EXERCISE AIM ▸
What you hand back must match the records word for word, with no pictures.

___ RECORD EXTRACTS ___

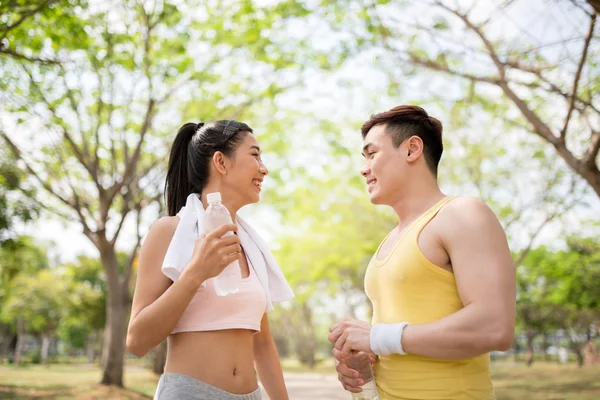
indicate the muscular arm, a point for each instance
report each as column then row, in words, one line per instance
column 266, row 361
column 485, row 276
column 158, row 303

___

SOLUTION FOR THIS TASK ▸
indicate the muscular arm, a point for each instance
report each as column then row, in words, one line per instance
column 266, row 361
column 485, row 276
column 158, row 303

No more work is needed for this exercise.